§ About this exercise: A complete answer lists every line of the entries below where the string "with" appears.

*** Opening of Exercise inputs ***

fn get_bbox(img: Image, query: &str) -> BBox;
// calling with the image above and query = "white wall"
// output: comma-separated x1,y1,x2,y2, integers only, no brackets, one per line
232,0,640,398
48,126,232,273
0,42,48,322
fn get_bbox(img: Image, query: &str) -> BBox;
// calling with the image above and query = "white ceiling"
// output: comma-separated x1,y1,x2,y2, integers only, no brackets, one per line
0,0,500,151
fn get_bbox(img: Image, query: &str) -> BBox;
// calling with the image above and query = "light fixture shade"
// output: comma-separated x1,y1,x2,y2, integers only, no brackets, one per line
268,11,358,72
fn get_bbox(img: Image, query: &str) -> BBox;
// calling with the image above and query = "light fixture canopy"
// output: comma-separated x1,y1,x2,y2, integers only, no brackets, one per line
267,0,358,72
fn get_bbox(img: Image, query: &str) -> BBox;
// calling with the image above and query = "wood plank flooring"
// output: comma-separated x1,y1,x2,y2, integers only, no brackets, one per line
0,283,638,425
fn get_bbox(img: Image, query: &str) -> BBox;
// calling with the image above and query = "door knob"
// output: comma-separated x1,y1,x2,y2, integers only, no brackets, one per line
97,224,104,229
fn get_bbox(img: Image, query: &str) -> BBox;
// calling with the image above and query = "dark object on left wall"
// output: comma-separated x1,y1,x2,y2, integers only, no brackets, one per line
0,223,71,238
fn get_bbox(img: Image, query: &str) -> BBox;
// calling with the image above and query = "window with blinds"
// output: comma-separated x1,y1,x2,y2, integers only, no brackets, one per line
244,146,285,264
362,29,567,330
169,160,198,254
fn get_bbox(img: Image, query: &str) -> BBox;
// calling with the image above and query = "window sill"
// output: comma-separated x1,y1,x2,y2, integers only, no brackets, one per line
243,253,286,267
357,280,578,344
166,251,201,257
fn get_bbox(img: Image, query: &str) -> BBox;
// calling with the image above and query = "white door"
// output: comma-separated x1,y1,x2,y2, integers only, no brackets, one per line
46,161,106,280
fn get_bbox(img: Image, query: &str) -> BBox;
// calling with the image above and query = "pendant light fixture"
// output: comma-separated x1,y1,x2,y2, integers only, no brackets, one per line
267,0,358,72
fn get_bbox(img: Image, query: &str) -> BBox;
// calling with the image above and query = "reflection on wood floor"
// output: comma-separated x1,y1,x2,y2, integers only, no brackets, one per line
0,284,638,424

*** Close of Exercise inputs ***

§ Response area:
// calling with the image above and query = "white wall"
// calling with the image above and query = "white ceiling"
// calling with the image above and query = "light fixture shade"
// calling with the image above and query = "light fixture canopy"
// calling with the image above and query = "wood plank flooring"
// calling with the image above and query = "door knob"
// calling with the image above and query = "dark object on left wall"
// calling with the image above and query = "window with blinds"
// calling with the image above and query = "window sill"
// calling with the image above and query = "white door"
// calling with the image above and query = "pendant light fixture"
// calling with the image above and query = "reflection on wood floor"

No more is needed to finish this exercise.